**Extrait:**
======

( A propos de « Chronique de la dérive
douce »)
Après lui avoir décerné le prix RENAUDOT en 2008, pour l’énigme du retour, la France
du livre semble plus que jamais prête à reconnaitre L’écrivain Haïtien, publié depuis 2005 chez Grasset avec « le Goût des jeunes filles ».
En effet, les éditions Grasset viennent de rééditer « Chronique de la dérive douce » publié
en 1994 au QUEBEC (éditions BOREAL), ou Dany LAFFERIERE fait depuis longtemps partie du paysage
médiatique, littéraire et intellectuel.
C’est l’occasion pour
nous, ici, en Martinique alors qu’il est à portée de
main, grâce à une promotion plus visible
de ses ouvrages, (encourageons les libraires…et les hypermarchés) , de découvrir,
ou plutôt de le redécouvrir , puisqu’il s’est vu, ici, justement, décerner en 1991
le Prix Carbet de la Caraïbe, pour L'Odeur du café et en 2000 le Prix Carbet des Lycéens, pour Le
Cri des oiseaux fous.

======

**Données fournies:**

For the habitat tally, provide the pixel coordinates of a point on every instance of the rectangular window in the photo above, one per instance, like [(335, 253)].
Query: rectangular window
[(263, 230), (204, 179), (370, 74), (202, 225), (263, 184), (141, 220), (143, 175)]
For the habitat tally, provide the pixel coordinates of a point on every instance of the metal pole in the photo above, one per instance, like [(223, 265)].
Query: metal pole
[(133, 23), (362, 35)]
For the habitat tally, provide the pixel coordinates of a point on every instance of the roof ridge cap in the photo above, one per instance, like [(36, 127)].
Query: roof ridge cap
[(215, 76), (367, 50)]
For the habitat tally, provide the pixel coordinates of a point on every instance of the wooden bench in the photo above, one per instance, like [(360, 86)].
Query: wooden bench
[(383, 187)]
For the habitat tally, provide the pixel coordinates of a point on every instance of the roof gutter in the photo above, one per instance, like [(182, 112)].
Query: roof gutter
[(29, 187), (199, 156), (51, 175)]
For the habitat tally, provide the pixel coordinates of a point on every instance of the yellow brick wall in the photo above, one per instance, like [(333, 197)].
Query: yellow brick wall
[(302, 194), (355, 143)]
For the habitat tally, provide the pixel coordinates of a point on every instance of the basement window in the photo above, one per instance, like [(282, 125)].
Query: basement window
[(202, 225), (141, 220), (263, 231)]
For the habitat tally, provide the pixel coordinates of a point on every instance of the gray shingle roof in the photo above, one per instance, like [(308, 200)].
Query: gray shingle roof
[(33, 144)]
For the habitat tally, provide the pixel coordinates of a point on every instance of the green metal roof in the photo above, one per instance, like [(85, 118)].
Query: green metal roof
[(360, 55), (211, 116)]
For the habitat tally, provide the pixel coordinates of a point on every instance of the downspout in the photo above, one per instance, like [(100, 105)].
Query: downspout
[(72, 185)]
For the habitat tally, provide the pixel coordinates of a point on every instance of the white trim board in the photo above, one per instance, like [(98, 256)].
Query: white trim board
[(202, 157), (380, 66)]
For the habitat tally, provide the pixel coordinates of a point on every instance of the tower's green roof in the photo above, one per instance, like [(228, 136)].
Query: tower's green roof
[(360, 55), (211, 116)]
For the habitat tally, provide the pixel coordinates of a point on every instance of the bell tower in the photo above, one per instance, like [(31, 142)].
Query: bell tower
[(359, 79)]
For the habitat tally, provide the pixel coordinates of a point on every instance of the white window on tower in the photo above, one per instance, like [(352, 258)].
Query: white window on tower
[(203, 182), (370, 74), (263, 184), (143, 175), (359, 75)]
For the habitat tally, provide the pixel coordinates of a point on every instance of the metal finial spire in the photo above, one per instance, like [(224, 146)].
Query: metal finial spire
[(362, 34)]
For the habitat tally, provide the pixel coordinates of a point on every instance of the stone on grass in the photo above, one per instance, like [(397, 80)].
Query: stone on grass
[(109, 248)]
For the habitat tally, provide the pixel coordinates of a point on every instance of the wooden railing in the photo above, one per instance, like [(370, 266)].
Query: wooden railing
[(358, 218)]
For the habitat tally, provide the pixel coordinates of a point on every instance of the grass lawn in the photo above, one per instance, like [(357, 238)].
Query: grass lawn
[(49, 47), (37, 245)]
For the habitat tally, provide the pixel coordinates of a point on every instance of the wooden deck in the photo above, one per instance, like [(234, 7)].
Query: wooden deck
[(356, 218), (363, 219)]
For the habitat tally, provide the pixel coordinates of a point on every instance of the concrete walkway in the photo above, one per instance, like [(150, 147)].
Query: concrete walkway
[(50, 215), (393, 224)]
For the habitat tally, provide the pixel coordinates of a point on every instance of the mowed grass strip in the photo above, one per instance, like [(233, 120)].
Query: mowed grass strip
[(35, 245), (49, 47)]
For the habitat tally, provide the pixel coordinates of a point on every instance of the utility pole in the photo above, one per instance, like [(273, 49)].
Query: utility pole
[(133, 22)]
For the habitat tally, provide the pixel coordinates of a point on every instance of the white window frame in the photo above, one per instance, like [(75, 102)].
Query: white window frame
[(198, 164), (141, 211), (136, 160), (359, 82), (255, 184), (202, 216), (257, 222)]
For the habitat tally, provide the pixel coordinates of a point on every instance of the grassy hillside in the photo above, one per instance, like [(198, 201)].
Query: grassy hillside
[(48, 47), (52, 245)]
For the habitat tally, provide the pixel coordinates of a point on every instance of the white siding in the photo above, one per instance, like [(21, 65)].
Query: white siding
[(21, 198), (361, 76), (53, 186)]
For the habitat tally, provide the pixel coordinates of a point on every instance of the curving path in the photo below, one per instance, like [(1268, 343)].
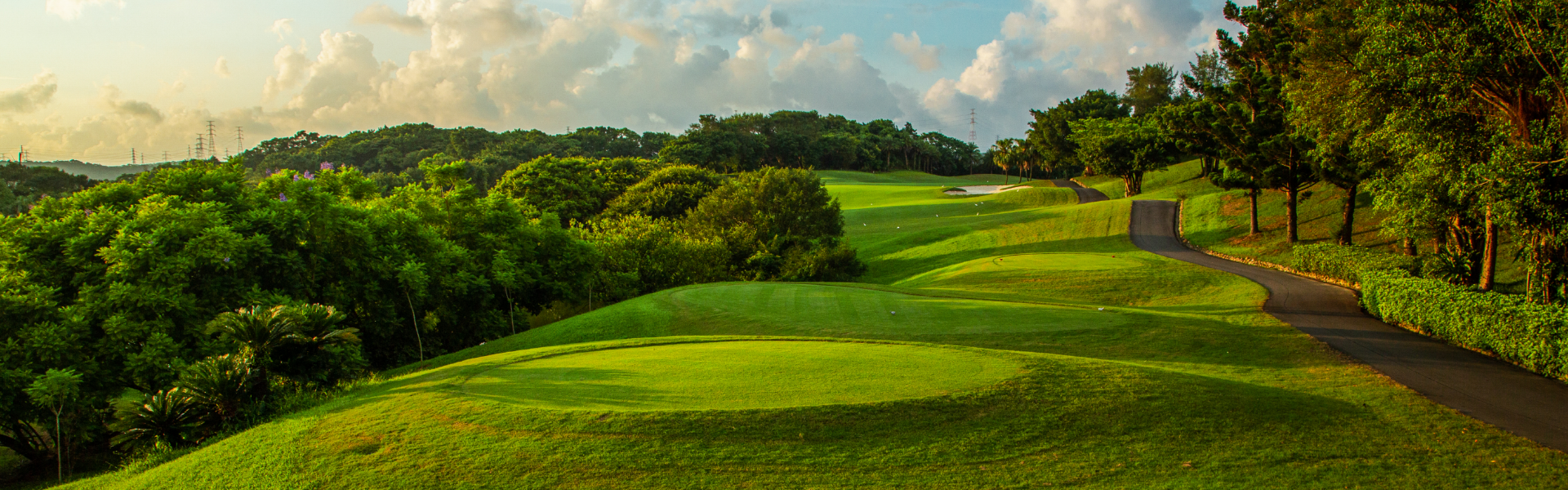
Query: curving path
[(1486, 388), (1085, 195)]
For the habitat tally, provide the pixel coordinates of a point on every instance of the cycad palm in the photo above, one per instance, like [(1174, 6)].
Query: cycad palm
[(317, 327), (257, 332), (218, 384), (160, 420)]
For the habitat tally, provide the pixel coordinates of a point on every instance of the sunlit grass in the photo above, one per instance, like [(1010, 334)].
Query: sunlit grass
[(1136, 372)]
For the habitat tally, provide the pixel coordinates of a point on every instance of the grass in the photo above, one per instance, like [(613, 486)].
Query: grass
[(733, 376), (1215, 219), (1179, 382)]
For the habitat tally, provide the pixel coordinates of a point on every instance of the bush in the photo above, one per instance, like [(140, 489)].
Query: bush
[(1349, 263), (1529, 335)]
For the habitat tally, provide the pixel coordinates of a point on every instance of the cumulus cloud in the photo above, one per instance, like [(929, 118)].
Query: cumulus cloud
[(112, 100), (281, 27), (32, 96), (1097, 40), (383, 15), (71, 10), (922, 57), (985, 76)]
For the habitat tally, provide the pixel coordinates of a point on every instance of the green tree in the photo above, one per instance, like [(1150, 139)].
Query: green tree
[(1150, 87), (666, 194), (777, 224), (257, 332), (54, 390), (1126, 148), (1250, 114), (1051, 132), (160, 420)]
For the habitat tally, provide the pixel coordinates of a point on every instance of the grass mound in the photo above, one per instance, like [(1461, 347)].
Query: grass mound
[(1179, 382), (736, 374)]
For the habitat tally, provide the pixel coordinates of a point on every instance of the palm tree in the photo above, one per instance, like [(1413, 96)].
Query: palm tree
[(160, 420), (257, 332), (317, 327), (218, 384), (1002, 156)]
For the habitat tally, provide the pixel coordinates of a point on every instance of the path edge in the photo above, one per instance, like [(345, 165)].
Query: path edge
[(1181, 234)]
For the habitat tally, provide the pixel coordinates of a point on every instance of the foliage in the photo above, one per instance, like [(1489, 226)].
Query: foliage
[(392, 154), (642, 255), (1150, 87), (666, 194), (1249, 115), (572, 189), (1123, 148), (1051, 132), (777, 224), (809, 140), (1348, 263), (162, 420), (1534, 336)]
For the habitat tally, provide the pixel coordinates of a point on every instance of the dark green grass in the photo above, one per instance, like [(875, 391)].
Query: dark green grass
[(1181, 382)]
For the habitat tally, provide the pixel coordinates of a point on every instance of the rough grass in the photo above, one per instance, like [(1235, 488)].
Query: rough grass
[(733, 376), (1179, 382), (1215, 219)]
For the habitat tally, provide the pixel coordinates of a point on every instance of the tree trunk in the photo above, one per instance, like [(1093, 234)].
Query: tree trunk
[(1252, 228), (511, 311), (1349, 217), (412, 316), (1290, 214), (1489, 260), (60, 461)]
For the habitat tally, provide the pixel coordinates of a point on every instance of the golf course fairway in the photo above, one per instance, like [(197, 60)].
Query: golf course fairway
[(737, 374), (996, 341)]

======

**Consignes:**
a) Citez le passage de l'extrait qui s'ouvre sur les mots « En effet, les » et se termine par « des oiseaux fous. ».
b) Dans les enregistrements, reproduisez à l'identique les lignes qui vont de celle contenant « like [(100, 105)]. » jusqu'à celle contenant « [(72, 185)] », ces deux lignes comprises.
Les enregistrements n'ont aucun rapport avec l'extrait.

**Réponses dans l'ordre:**
a)
En effet, les éditions Grasset viennent de rééditer « Chronique de la dérive douce » publié
en 1994 au QUEBEC (éditions BOREAL), ou Dany LAFFERIERE fait depuis longtemps partie du paysage
médiatique, littéraire et intellectuel.
C’est l’occasion pour
nous, ici, en Martinique alors qu’il est à portée de
main, grâce à une promotion plus visible
de ses ouvrages, (encourageons les libraires…et les hypermarchés) , de découvrir,
ou plutôt de le redécouvrir , puisqu’il s’est vu, ici, justement, décerner en 1991
le Prix Carbet de la Caraïbe, pour L'Odeur du café et en 2000 le Prix Carbet des Lycéens, pour Le
Cri des oiseaux fous.

b)
For the habitat tally, provide the pixel coordinates of a point on every instance of the downspout in the photo above, one per instance, like [(100, 105)].
Query: downspout
[(72, 185)]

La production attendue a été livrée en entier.